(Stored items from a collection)

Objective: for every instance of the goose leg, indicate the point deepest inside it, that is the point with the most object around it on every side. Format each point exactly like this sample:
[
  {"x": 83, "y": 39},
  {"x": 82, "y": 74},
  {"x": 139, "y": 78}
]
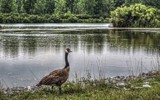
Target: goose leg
[
  {"x": 52, "y": 89},
  {"x": 60, "y": 90}
]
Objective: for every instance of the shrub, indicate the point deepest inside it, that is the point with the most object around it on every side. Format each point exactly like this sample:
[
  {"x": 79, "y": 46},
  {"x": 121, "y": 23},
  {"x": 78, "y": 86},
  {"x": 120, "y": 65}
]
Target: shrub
[{"x": 137, "y": 15}]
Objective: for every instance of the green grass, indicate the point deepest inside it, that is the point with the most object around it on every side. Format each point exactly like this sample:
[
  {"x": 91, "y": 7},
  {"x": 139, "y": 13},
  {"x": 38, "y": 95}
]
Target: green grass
[{"x": 94, "y": 90}]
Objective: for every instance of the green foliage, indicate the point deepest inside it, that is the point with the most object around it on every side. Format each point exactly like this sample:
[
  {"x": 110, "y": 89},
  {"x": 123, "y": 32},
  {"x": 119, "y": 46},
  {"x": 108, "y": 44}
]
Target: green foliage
[
  {"x": 137, "y": 15},
  {"x": 92, "y": 90},
  {"x": 49, "y": 6}
]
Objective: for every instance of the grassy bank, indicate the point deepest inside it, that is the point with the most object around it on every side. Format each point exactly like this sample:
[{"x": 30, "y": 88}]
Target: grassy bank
[
  {"x": 126, "y": 88},
  {"x": 53, "y": 18}
]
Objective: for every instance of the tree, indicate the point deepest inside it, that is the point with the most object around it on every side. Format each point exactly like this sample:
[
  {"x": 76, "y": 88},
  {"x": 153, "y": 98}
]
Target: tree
[
  {"x": 60, "y": 6},
  {"x": 70, "y": 5},
  {"x": 153, "y": 3},
  {"x": 6, "y": 6},
  {"x": 137, "y": 15},
  {"x": 50, "y": 6}
]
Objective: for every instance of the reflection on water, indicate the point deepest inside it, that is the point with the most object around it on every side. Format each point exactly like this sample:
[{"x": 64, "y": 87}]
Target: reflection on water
[{"x": 26, "y": 57}]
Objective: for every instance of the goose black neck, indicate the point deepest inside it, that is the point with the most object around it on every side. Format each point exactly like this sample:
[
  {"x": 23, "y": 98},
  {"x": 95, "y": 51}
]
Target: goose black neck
[{"x": 66, "y": 60}]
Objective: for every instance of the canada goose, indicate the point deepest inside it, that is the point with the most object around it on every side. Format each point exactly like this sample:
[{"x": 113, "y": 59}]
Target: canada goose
[{"x": 57, "y": 77}]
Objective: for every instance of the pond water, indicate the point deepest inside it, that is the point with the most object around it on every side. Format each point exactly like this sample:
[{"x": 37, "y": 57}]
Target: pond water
[{"x": 25, "y": 57}]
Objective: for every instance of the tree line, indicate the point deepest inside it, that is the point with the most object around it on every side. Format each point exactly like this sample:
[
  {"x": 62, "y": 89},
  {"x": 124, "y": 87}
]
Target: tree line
[{"x": 66, "y": 10}]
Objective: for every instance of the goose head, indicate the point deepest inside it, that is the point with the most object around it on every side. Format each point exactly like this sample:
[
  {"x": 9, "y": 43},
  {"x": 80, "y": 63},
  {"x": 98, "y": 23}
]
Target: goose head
[{"x": 68, "y": 50}]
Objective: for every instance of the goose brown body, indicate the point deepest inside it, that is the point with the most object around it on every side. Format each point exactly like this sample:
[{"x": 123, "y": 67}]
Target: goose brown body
[{"x": 57, "y": 77}]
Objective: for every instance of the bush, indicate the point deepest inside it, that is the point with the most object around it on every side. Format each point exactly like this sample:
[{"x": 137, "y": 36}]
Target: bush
[{"x": 137, "y": 15}]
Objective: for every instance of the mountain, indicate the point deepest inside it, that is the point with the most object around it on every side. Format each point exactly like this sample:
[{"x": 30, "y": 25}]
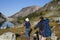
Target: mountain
[{"x": 26, "y": 11}]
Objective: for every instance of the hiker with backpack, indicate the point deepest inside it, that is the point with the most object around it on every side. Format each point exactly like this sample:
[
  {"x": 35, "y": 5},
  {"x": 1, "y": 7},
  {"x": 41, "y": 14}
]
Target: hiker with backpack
[
  {"x": 44, "y": 28},
  {"x": 27, "y": 28}
]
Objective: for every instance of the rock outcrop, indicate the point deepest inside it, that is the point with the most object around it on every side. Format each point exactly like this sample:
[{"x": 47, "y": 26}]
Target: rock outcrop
[{"x": 8, "y": 36}]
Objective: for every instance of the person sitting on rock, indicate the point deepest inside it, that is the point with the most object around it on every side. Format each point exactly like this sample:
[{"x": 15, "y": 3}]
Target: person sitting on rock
[{"x": 44, "y": 28}]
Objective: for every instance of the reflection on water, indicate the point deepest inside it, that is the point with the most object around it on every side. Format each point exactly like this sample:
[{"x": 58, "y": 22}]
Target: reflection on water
[{"x": 7, "y": 23}]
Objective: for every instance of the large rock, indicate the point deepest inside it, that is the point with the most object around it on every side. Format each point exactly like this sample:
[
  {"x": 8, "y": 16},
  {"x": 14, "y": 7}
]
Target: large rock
[{"x": 8, "y": 36}]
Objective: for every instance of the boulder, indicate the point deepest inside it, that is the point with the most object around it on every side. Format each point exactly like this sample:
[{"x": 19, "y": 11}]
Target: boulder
[{"x": 8, "y": 36}]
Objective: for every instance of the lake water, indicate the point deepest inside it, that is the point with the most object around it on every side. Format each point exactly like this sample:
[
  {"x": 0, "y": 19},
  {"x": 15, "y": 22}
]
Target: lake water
[{"x": 7, "y": 23}]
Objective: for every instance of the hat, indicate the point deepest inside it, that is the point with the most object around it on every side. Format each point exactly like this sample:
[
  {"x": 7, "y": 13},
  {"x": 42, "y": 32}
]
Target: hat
[{"x": 27, "y": 19}]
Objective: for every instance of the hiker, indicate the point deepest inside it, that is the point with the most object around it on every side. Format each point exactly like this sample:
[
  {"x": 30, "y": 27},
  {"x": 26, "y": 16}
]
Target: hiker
[
  {"x": 44, "y": 28},
  {"x": 36, "y": 36},
  {"x": 27, "y": 28}
]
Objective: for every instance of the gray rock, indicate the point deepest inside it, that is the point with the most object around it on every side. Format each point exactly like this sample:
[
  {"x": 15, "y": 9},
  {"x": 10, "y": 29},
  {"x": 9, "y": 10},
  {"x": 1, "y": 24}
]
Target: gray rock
[{"x": 8, "y": 36}]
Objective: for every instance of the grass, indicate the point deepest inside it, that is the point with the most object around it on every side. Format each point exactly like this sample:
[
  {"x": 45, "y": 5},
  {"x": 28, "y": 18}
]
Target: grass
[{"x": 20, "y": 30}]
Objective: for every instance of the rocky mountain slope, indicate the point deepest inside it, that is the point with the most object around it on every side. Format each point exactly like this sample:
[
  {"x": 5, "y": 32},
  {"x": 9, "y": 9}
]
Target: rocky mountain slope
[{"x": 26, "y": 11}]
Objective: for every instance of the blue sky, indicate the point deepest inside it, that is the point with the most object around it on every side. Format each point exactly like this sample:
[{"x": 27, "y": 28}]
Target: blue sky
[{"x": 10, "y": 7}]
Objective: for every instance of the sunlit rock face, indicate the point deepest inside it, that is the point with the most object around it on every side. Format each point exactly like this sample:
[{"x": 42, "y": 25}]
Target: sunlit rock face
[{"x": 8, "y": 36}]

- _Do this_
Copy exactly, word for word, the line with "Objective: for every instance of the hiker, indicate" through the final line of the listing.

- _Response to this exercise_
Objective: for every instance of the hiker, indicate the point deepest inside it, that is the point with the most object around it on every side. Format each point exactly like this sample:
[
  {"x": 30, "y": 27},
  {"x": 26, "y": 16}
]
Target: hiker
[
  {"x": 44, "y": 28},
  {"x": 36, "y": 36},
  {"x": 27, "y": 28}
]
Objective: for every instance of the gray rock, indicate the point deepest inside it, that is the point with the most object around it on every side. Format each point exactly like this sample:
[
  {"x": 15, "y": 9},
  {"x": 10, "y": 29},
  {"x": 9, "y": 10},
  {"x": 1, "y": 24}
]
Target: gray rock
[{"x": 8, "y": 36}]
Objective: for every instance of the grass, indicate the point deepest inside it, that is the point with the most object around it on every side. Format each point exactly like this sample:
[
  {"x": 45, "y": 5},
  {"x": 28, "y": 18}
]
Target: grass
[{"x": 20, "y": 30}]
Objective: for every instance of the rocky mountain slope, indicate the point deepest inside it, that is the point with the most object around it on every side. Format each point exactly like this sample:
[
  {"x": 5, "y": 32},
  {"x": 9, "y": 9}
]
Target: rocky mountain slope
[{"x": 26, "y": 11}]
Objective: for every instance of the blue sky, indicate the point deepest inside it, that is the point with the most object around it on every side. Format each point exactly like this sample:
[{"x": 27, "y": 28}]
Target: blue sky
[{"x": 10, "y": 7}]
Objective: for every instance of the sunlit rock face, indicate the point deepest inside it, that is the point with the most object around it on every side. Format each point exactly like this sample:
[{"x": 42, "y": 25}]
Target: sunlit rock face
[{"x": 8, "y": 36}]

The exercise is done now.